▶ _SHORT EXERCISE_: Turn only the part of the listing that opens with the line containing "Pass-network tagging: label the bush" and closes with the line containing "506), (1004, 820)]" into a two-column CSV with the headers request and answer. Give one row per request, and put each value in a single quoted field with line breaks replaced by spaces.

[Coordinate annotation entries]
____
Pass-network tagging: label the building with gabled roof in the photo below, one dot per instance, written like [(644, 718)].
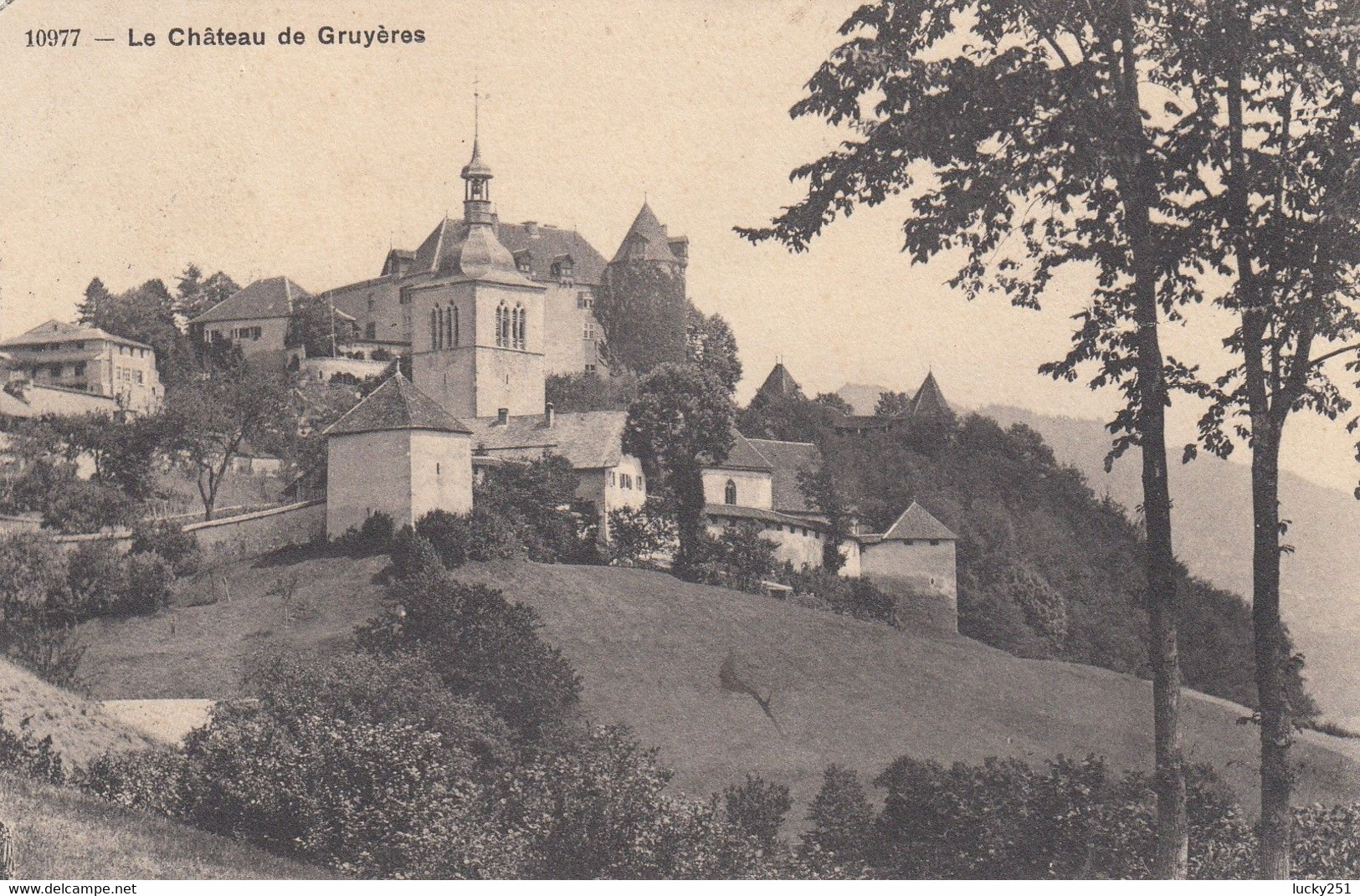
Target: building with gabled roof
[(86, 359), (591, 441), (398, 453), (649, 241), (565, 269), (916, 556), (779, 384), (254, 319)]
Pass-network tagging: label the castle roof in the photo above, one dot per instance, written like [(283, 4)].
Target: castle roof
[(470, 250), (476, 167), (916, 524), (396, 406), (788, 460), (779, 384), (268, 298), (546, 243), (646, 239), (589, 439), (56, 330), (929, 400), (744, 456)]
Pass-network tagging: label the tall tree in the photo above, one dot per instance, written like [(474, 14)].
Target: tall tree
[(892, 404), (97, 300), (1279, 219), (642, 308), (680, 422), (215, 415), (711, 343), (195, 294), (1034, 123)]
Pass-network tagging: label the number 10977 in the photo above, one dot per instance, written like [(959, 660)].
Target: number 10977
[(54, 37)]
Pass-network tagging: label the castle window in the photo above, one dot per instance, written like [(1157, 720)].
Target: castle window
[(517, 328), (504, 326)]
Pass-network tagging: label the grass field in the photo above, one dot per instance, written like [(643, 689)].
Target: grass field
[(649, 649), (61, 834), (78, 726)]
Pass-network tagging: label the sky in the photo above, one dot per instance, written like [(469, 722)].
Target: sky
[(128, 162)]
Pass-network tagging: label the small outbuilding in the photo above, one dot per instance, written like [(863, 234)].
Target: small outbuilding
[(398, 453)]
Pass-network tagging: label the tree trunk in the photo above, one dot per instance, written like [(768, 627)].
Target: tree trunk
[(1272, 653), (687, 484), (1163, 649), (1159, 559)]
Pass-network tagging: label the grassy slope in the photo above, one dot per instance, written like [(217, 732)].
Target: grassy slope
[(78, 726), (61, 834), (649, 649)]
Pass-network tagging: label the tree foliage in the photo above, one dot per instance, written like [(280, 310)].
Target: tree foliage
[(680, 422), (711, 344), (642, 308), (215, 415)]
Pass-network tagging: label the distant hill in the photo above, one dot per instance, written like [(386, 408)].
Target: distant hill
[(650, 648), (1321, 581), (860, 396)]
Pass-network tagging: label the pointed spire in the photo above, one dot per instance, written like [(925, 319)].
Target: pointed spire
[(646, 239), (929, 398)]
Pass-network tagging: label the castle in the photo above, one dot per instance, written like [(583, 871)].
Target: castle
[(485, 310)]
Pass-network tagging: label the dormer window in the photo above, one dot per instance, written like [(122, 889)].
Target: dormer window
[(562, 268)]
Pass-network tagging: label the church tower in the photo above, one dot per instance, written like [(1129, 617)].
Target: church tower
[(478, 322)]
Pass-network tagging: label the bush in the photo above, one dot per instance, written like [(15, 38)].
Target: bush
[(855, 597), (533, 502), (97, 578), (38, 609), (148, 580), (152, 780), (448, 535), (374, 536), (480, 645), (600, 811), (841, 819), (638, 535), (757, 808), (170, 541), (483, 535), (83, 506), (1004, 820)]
____
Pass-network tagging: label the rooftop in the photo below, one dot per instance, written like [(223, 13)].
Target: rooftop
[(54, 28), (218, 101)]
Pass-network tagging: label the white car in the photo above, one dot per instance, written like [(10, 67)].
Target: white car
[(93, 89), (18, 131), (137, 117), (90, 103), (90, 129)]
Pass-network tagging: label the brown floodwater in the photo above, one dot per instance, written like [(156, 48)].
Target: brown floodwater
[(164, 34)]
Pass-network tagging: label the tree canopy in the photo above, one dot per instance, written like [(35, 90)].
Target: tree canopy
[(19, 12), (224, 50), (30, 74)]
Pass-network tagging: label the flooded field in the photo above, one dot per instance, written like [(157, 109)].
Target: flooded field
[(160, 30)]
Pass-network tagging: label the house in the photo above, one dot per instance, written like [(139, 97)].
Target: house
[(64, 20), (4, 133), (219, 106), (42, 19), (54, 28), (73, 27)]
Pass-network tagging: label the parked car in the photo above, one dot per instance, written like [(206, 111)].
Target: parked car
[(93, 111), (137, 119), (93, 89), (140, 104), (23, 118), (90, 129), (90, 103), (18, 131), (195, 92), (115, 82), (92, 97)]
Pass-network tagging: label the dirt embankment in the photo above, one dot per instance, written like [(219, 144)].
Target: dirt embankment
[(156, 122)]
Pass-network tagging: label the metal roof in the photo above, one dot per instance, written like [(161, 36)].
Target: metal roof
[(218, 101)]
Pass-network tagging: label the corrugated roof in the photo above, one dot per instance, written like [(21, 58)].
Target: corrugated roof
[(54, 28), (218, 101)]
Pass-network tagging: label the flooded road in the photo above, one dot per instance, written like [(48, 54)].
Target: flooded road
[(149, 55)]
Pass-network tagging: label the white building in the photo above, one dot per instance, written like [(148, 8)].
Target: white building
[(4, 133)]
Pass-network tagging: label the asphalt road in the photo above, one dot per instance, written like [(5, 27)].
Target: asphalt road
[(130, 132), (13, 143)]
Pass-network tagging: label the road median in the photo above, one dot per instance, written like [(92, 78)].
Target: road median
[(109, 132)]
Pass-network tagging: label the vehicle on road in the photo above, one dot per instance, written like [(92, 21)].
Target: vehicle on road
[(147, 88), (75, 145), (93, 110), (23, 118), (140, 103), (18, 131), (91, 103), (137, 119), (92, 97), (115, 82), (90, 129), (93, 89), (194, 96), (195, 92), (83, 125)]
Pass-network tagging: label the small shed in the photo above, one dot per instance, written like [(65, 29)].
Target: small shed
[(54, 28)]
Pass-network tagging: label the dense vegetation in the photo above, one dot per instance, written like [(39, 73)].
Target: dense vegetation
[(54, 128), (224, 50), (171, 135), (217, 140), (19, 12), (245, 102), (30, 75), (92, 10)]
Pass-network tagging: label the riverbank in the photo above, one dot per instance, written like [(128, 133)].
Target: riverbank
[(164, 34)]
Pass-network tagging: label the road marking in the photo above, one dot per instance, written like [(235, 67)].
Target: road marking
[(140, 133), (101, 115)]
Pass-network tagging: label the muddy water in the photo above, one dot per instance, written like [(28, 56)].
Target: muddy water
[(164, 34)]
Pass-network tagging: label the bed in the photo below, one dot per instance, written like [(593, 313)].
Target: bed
____
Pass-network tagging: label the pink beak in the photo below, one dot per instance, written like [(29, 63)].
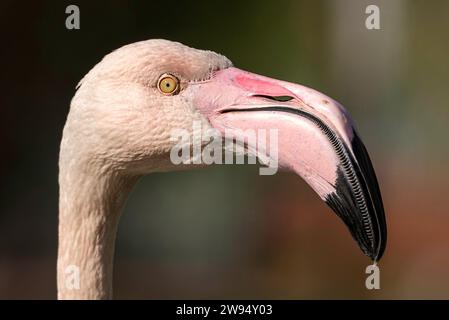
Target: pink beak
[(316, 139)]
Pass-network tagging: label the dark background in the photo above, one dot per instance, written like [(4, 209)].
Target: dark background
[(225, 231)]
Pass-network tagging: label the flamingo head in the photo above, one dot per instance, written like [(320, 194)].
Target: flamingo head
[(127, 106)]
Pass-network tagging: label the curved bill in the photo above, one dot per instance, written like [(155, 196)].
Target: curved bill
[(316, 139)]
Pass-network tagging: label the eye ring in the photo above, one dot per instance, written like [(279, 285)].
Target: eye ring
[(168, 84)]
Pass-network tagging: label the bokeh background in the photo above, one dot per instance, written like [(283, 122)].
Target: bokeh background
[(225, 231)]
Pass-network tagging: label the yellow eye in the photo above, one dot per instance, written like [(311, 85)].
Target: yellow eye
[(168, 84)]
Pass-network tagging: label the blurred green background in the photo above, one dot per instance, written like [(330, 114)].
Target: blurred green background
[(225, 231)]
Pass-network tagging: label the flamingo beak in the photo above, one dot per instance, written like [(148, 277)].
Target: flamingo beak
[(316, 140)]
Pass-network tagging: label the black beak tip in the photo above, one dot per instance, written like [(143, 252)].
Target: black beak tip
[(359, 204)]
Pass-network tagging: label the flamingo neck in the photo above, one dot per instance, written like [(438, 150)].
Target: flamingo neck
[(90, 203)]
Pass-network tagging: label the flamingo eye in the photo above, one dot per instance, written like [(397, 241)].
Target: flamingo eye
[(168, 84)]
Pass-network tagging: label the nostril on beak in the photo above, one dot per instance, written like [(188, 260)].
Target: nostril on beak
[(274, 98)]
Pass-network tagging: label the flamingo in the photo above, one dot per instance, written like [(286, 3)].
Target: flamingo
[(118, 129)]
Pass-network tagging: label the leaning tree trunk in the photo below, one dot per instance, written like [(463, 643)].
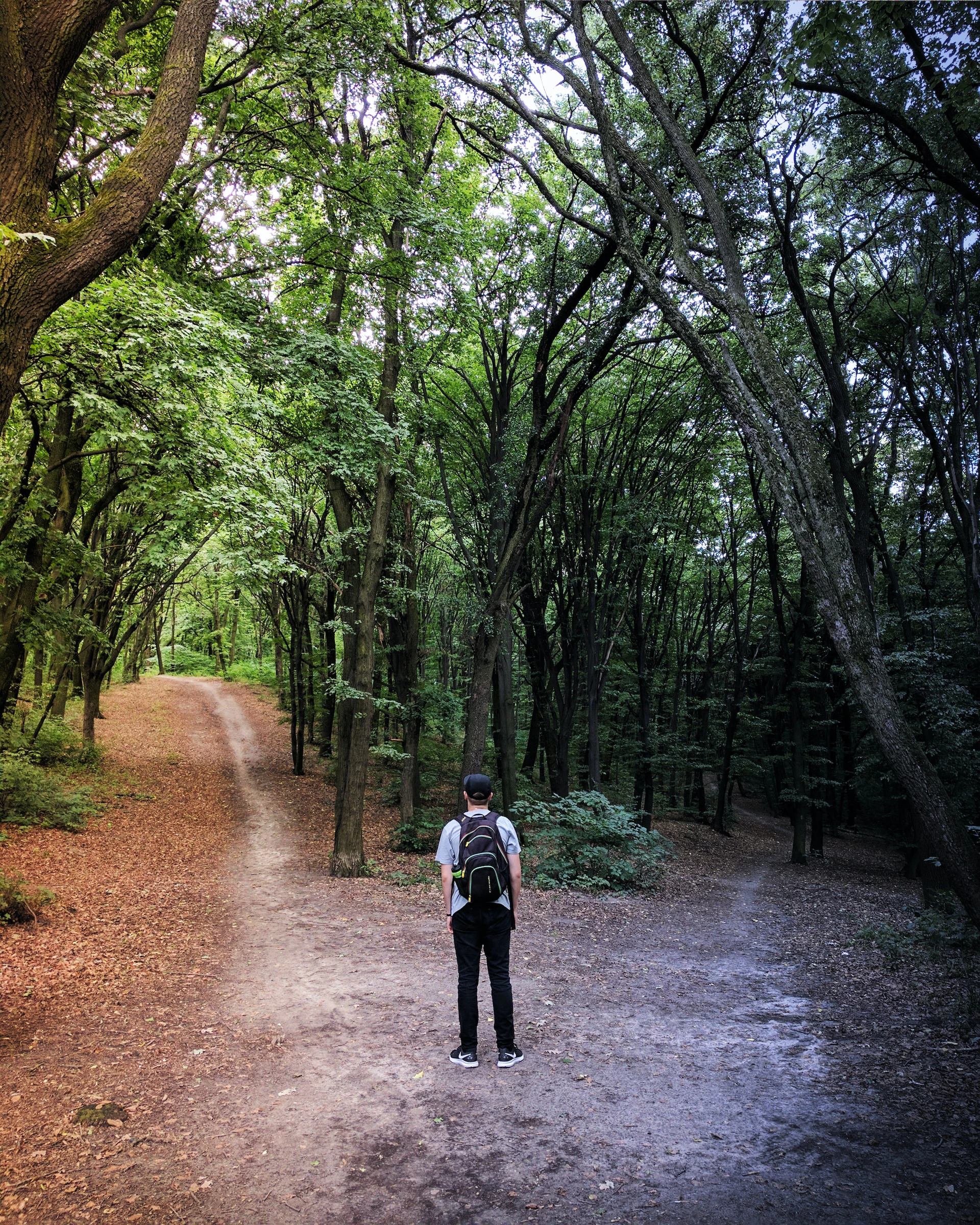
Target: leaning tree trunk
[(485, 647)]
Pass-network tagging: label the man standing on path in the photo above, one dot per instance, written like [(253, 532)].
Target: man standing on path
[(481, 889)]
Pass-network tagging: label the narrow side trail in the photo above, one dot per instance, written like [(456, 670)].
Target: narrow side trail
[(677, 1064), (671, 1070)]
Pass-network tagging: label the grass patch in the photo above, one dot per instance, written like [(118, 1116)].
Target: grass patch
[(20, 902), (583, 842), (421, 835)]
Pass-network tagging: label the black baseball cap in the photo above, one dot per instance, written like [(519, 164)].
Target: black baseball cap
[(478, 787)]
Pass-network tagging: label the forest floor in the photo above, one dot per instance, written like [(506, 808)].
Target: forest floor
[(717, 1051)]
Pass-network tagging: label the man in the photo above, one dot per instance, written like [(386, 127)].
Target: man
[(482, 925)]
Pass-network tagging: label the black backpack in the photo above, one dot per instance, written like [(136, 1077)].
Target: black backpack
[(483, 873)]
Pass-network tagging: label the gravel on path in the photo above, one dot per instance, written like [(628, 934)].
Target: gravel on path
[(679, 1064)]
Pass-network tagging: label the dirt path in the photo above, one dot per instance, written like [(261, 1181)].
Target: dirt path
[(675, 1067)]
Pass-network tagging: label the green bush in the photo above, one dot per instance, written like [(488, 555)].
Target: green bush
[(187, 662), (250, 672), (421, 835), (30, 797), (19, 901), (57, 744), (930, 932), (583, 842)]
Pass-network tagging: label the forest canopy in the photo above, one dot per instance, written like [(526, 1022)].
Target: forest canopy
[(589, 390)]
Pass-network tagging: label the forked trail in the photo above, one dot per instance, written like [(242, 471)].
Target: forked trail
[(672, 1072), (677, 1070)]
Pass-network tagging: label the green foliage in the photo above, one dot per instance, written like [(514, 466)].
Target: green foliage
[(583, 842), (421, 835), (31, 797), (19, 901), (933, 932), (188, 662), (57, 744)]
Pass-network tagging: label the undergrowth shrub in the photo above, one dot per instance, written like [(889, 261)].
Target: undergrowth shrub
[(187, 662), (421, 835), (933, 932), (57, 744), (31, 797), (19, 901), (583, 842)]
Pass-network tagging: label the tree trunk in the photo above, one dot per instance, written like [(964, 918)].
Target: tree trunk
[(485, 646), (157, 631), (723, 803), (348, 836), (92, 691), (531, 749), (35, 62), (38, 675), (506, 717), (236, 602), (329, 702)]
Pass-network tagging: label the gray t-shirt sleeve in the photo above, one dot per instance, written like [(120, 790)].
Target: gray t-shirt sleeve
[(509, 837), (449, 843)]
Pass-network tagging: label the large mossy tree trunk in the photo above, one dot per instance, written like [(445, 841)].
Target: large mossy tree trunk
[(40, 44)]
____
▶ _SOLUTION TO THIS EXERCISE_:
request,answer
"Pass-network tagging: label the bush in the photo above, one dot per instance, written like [(15, 38)]. Target: bush","[(855, 597), (533, 502), (97, 578), (38, 609), (148, 580), (152, 780), (448, 535), (374, 536), (480, 645), (600, 811), (841, 819), (638, 535), (757, 808), (170, 541), (483, 535), (83, 506), (1004, 820)]"